» **PROVIDED PASSAGE**
Filmmaker Jessica Edwards had her eyes opened one fateful night in 2013 after seeing then-74 year old Mavis play live at a venue in Brooklyn, New York. The resulting obsession turned into a film that debuted at SXSW in Austin, Texas last year, and opens in cinemas in New Zealand at the end of April.

Flicks’ Leonie Hayden chatted to Edwards about the subtleties of documenting a living legend and trying to keep up with the world’s most energetic septuagenarian.


FLICKS: I spent a short amount of time with Mavis in 2008 when I was doing publicity for the WOMAD music festival. She had this wonderful lack of artifice to her, no ‘I’m the star, you’re the fan’ distinction at all. She was just already a member of whatever community she happened to find herself in.

JESSICA EDWARDS: You’ve hit the nail on the head. I think that really comes from touring through the South with her family and being part of a family unit for so many years. Despite major accolades and records and travelling all over the word, I think that really affected the kind of person she became. Pops Staples, Roebuck, her dad, obviously played a big part in that; Pops really instilled that in her.

You were inspired to make the film after you saw Mavis perform in Brooklyn in the summer of 2013. What’s the next step after that ‘aha!’ moment in order to make contact and earn the family’s trust so you can tell their story?

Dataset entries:
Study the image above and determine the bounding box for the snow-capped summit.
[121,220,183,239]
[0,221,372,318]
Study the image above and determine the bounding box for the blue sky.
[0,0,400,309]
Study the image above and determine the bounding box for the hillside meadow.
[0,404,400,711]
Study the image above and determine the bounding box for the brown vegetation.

» **TASK SET**
1 – Please condense the paragraph beginning "Filmmaker Jessica Edwards had her eyes opened" from the interview excerpt into a short bulleted list that keeps its main facts.
2 – Answer these questions from the interview excerpt:
(a) Who conducted the interview with Edwards, and for which outlet?
(b) In what year did the interviewer spend time with Mavis, and for which music festival?
(c) According to Edwards, which family member instilled in Mavis her sense of community?

» **EXERCISE SOLUTIONS**
1 –
- In 2013, Jessica Edwards saw Mavis, then 74, play live at a venue in Brooklyn, New York.
- The obsession that followed turned into a film.
- The film debuted at SXSW in Austin, Texas, last year.
- It opens in New Zealand cinemas at the end of April.

2 –
(a) Leonie Hayden, for Flicks.
(b) 2008, for the WOMAD music festival.
(c) Her dad, Pops Staples.